Problem requirements :: Below are some records. Write out the lines from the one containing "Exercise. Put one point on every instance of the haze" to the last line, word for word, leaving out pictures.

Excerpts of pointing data ::
<<<<

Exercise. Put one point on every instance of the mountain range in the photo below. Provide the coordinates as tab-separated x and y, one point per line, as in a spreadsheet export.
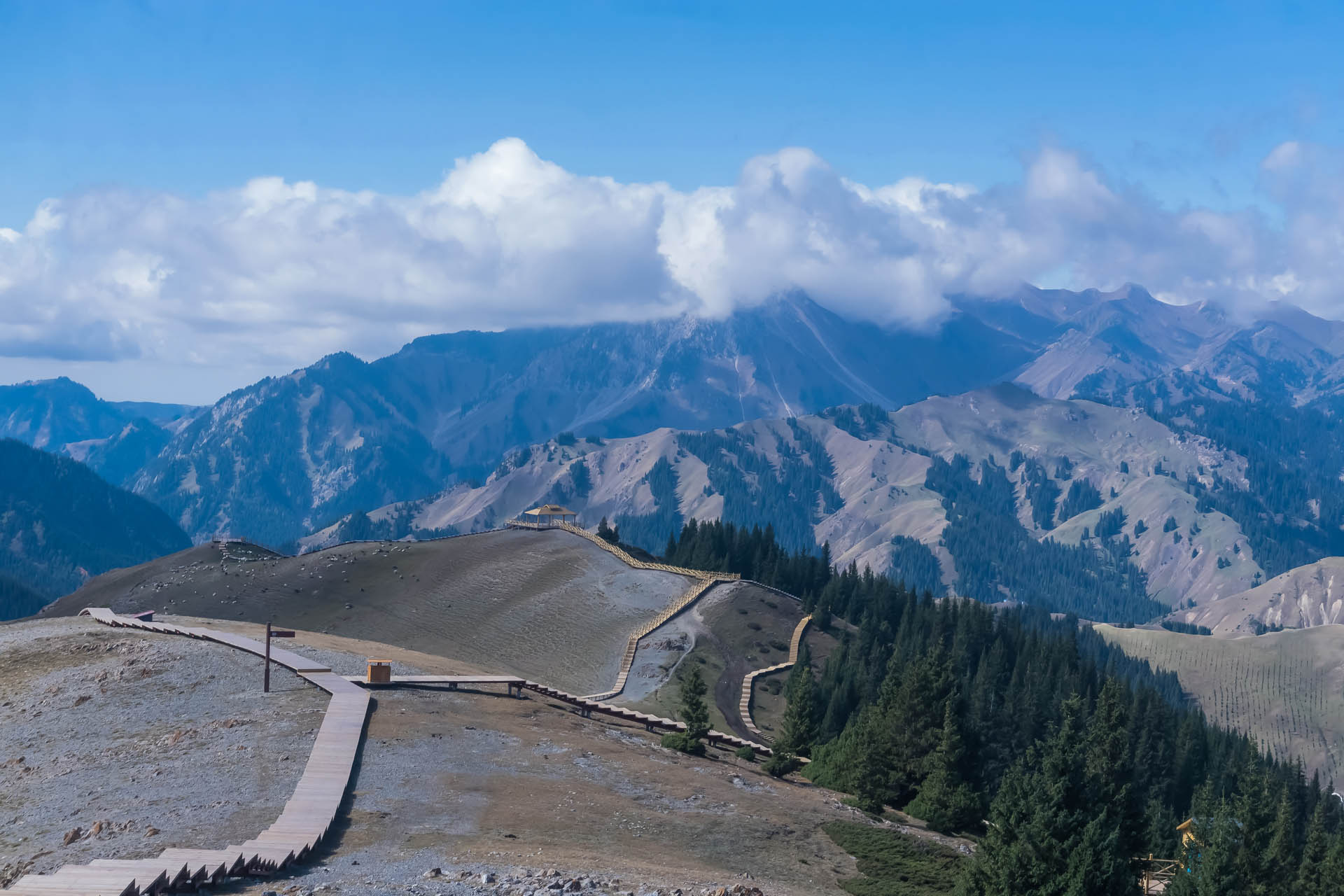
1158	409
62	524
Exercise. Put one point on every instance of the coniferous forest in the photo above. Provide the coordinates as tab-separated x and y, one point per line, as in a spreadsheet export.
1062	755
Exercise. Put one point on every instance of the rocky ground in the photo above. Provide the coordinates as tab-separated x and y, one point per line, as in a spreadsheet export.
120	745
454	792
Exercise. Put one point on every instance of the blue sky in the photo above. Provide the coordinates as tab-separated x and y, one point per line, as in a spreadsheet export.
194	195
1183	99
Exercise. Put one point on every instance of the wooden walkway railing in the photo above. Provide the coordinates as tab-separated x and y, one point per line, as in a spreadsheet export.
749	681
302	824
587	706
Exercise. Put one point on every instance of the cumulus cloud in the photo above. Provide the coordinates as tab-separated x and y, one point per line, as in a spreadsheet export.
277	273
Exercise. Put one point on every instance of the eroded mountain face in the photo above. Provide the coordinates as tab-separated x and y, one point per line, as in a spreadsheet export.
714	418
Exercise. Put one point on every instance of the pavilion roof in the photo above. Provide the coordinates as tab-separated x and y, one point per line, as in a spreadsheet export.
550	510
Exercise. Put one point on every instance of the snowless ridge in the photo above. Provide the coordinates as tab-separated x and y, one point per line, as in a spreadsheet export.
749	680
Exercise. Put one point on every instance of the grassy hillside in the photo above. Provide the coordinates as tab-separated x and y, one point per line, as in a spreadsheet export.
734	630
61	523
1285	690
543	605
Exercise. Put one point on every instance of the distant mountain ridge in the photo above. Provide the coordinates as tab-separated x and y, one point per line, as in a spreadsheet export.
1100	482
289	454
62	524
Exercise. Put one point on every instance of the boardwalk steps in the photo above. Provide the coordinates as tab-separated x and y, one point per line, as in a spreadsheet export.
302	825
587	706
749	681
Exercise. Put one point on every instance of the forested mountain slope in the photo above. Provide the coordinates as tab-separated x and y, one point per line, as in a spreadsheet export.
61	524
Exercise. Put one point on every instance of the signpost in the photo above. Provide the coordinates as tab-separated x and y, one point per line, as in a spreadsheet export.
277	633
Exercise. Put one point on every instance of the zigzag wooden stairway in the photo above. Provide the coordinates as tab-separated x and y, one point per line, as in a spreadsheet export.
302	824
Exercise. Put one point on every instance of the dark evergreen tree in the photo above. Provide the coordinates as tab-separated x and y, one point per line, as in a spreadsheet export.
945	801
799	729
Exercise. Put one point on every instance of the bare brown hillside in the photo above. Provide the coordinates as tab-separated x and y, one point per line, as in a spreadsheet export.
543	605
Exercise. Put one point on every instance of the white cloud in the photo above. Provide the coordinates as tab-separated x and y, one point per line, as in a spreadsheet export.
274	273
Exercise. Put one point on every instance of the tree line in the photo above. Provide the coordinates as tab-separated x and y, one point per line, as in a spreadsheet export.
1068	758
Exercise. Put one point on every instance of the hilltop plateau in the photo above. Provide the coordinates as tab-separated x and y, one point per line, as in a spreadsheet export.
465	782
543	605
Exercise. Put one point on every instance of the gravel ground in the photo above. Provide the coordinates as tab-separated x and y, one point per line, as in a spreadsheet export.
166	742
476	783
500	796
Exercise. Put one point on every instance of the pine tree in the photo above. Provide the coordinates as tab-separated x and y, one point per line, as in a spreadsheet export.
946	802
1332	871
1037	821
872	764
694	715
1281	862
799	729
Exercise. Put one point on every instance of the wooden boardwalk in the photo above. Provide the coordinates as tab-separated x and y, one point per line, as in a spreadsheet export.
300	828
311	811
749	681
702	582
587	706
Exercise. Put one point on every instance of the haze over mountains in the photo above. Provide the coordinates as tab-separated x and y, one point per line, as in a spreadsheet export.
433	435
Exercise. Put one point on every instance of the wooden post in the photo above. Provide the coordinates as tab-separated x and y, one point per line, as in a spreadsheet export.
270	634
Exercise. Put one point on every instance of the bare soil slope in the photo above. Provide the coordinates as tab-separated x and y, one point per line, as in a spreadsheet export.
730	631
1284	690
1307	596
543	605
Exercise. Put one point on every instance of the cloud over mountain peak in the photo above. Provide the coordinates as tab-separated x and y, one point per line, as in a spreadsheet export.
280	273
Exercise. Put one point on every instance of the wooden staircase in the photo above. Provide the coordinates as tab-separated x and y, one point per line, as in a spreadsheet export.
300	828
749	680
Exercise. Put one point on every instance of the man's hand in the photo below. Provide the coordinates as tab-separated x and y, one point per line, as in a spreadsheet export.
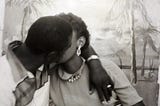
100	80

>>>>

Exercise result ::
Exercise. Put one point on every instance of the haze over mountains in the photo above. Provide the coordinates as tab-separated x and y, one point per line, as in a spreadsheet export.
433	435
Exercise. Put one point on every instance of the wooden post in the photo above. Provide the coordinates as tab-separated x and y, one point per line, as in a spreadsheet export.
270	634
Exercise. Put one point on every instance of the bare soil slope in the photo above. Provide the coordinates as tab-separated x and y, one point per line, as in a spreadsheet export.
730	631
1284	690
1307	596
543	605
Exercise. Put one point on every instance of the cloud over mountain peak in the photo above. Provide the coordinates as tab-separated x and y, one point per line, as in a spreadsheet export.
280	273
Exercise. Put one point on every instance of the wooden staircase in the photo above. Provide the coordinates as tab-separated x and y, one point per line, as in a spreadsheet export.
300	828
749	680
Exercise. Put one point on every instance of the man's hand in the photo below. Provide the coordinates as tab-separated x and y, one point per line, as in a spreadsheet export.
100	80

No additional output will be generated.